**Data provided:**
━━━━━━━━━━━━━━━━
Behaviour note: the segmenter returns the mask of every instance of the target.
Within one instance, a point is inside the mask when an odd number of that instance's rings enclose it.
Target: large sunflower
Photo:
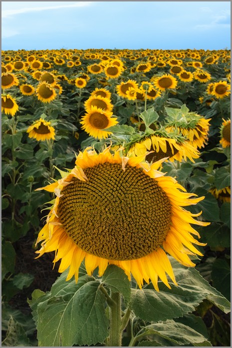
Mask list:
[[[223,120],[223,124],[220,129],[221,139],[220,143],[223,148],[229,148],[231,146],[231,120]]]
[[[38,99],[43,103],[50,103],[56,96],[54,89],[46,82],[39,83],[36,88],[36,93]]]
[[[50,122],[40,118],[27,129],[26,132],[29,133],[29,138],[33,138],[38,141],[44,141],[49,139],[54,140],[55,129],[50,125]]]
[[[158,277],[170,288],[166,273],[177,284],[165,251],[187,267],[195,265],[188,255],[202,255],[193,244],[205,244],[192,235],[200,237],[190,224],[209,223],[193,218],[201,213],[183,207],[204,197],[191,198],[196,195],[158,171],[162,161],[150,166],[141,157],[119,153],[87,149],[66,176],[43,188],[57,196],[36,252],[38,257],[55,251],[53,262],[61,260],[59,272],[69,267],[66,280],[74,275],[77,282],[85,259],[89,275],[98,267],[101,276],[113,264],[129,279],[131,273],[140,288],[150,279],[159,291]]]
[[[3,72],[1,74],[1,88],[2,89],[10,88],[13,86],[17,86],[19,81],[13,74]]]
[[[105,112],[96,106],[92,106],[91,111],[86,114],[80,121],[82,125],[81,128],[94,138],[105,139],[111,133],[103,130],[118,123],[116,118],[111,117],[112,115],[112,112]]]
[[[18,106],[15,99],[9,94],[2,95],[1,109],[1,112],[14,116],[18,110]]]
[[[154,83],[158,89],[165,91],[170,88],[175,88],[177,86],[177,80],[170,74],[165,74],[156,78]]]
[[[98,109],[101,109],[103,111],[106,112],[111,112],[113,109],[113,105],[110,100],[100,95],[92,96],[84,102],[84,107],[87,112],[92,110],[93,106],[96,106]]]
[[[231,85],[226,81],[220,81],[214,84],[211,94],[222,99],[231,94]]]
━━━━━━━━━━━━━━━━
**Task goal:**
Locate every row above that contains the string "instance" and copy each one in full. Matching is case-sensitive.

**Response to this task:**
Behaviour note: the segmenter returns the mask of every instance of the target.
Within one instance, a point is inside the mask when an odd number of that instance's rings enclose it.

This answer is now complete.